In the FlowNet PyTorch page, what color order do networks from caffe expect for their input?

Text:
════════════════════

Pytorch implementation of FlowNet by Dosovitskiy et al.

Overview

FlowNetPytorch

Pytorch implementation of FlowNet by Dosovitskiy et al.

This repository is a torch implementation of FlowNet, by Alexey Dosovitskiy et al. in PyTorch. See Torch implementation here

This code is mainly inspired from official imagenet example. It has not been tested for multiple GPU, but it should work just as in original code.

The code provides a training example, using the flying chair dataset , with data augmentation. An implementation for Scene Flow Datasets may be added in the future.

Two neural network models are currently provided, along with their batch norm variation (experimental) :

  • FlowNetS
  • FlowNetSBN
  • FlowNetC
  • FlowNetCBN

Pretrained Models

Thanks to Kaixhin you can download a pretrained version of FlowNetS (from caffe, not from pytorch) here. This folder also contains trained networks from scratch.

Note on networks loading

Directly feed the downloaded Network to the script, you don't need to uncompress it even if your desktop environment tells you so.

Note on networks from caffe

These networks expect a BGR input (compared to RGB in pytorch). However, BGR order is not very important.

Prerequisite

these modules can be installed with pip

pytorch >= 1.2
tensorboard-pytorch
tensorboardX >= 1.4
spatial-correlation-sampler>=0.2.1
imageio
argparse
path.py

or

pip install -r requirements.txt

Training on Flying Chair Dataset

First, you need to download the the flying chair dataset . It is ~64GB big and we recommend you put it in a SSD Drive.

Default HyperParameters provided in main.py are the same as in the caffe training scripts.

════════════════════

Raw data:
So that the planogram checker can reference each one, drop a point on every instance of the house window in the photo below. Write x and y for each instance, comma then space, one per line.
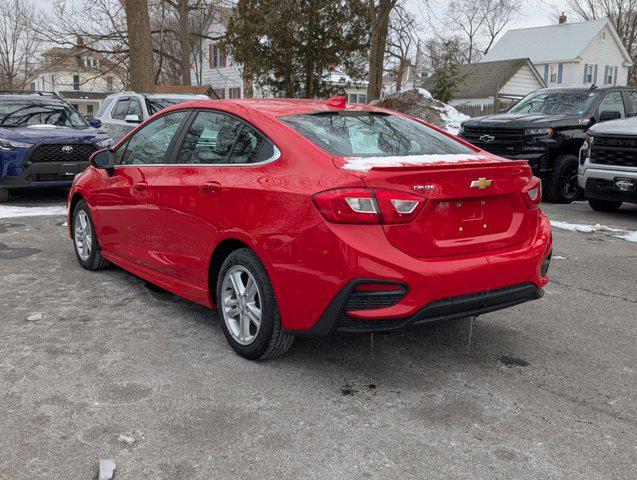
217, 56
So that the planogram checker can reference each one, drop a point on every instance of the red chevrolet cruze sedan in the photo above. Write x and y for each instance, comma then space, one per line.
303, 217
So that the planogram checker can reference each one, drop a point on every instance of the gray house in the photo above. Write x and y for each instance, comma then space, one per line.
568, 54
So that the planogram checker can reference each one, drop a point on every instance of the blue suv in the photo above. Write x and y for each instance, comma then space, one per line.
44, 141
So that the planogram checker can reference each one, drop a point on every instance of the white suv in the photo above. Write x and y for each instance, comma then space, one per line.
121, 112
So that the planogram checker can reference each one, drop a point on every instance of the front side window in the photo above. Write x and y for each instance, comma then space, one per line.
23, 114
558, 102
372, 134
148, 145
216, 138
613, 102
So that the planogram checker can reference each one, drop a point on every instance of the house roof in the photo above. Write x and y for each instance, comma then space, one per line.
482, 80
551, 43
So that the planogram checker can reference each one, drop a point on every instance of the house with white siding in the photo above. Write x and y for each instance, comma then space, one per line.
484, 83
568, 54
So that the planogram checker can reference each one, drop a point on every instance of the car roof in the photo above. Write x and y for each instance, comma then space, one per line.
276, 107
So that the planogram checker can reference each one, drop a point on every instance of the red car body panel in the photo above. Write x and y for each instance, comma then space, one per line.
163, 223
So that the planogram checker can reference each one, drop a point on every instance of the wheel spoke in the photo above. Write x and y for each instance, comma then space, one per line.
251, 289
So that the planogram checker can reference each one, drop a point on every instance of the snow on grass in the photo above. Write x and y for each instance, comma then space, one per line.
9, 211
628, 235
363, 164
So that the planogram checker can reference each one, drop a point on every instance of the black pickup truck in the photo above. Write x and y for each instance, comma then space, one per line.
547, 128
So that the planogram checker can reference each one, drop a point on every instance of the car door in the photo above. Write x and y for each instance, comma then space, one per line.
217, 154
121, 200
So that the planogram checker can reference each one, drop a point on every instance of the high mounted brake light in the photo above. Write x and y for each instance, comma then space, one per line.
368, 206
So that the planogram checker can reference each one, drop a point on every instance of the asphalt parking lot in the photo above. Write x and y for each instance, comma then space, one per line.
545, 389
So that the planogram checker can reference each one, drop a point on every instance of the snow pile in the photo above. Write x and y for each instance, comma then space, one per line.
420, 104
363, 164
628, 235
8, 211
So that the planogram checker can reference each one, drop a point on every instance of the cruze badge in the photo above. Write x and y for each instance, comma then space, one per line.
481, 183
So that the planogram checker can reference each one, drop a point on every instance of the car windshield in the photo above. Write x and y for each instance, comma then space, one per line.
372, 134
24, 113
158, 104
566, 102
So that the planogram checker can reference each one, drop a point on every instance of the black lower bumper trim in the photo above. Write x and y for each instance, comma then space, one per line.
336, 320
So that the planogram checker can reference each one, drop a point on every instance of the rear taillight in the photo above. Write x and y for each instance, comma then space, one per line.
365, 205
532, 193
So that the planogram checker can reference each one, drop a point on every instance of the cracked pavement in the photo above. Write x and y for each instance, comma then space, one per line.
546, 390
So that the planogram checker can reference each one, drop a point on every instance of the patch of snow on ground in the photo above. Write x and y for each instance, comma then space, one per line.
8, 211
628, 235
363, 164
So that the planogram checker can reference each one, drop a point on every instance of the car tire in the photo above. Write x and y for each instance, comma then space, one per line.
604, 205
86, 246
238, 311
562, 186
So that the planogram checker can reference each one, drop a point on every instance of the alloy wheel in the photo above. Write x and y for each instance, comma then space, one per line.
83, 235
241, 305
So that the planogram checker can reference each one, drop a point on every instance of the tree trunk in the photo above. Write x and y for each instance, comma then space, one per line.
184, 42
379, 18
142, 75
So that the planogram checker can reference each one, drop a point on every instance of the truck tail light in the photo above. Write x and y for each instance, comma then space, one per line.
368, 206
532, 193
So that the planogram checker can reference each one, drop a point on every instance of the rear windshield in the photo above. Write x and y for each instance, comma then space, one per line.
372, 134
566, 102
22, 114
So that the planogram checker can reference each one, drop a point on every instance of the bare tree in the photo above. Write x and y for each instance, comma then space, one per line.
378, 12
18, 44
400, 40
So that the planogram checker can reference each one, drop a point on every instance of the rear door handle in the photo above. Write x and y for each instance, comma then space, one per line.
210, 187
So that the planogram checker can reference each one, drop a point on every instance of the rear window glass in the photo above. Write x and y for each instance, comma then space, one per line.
372, 134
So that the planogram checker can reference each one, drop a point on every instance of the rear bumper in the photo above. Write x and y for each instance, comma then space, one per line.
336, 320
434, 288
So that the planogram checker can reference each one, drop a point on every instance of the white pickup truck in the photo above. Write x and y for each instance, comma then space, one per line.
608, 164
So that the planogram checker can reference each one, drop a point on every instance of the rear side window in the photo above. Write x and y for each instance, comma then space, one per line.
216, 138
372, 134
148, 145
121, 110
104, 107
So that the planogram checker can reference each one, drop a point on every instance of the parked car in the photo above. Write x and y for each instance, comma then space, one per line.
608, 165
44, 141
547, 129
303, 217
121, 112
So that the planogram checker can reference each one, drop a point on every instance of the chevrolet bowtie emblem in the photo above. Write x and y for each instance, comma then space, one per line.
481, 183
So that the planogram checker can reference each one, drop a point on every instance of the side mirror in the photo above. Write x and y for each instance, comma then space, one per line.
133, 118
609, 115
103, 159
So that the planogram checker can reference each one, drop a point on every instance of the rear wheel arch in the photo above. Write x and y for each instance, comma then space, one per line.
220, 253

════════════════════

Result of this task:
BGR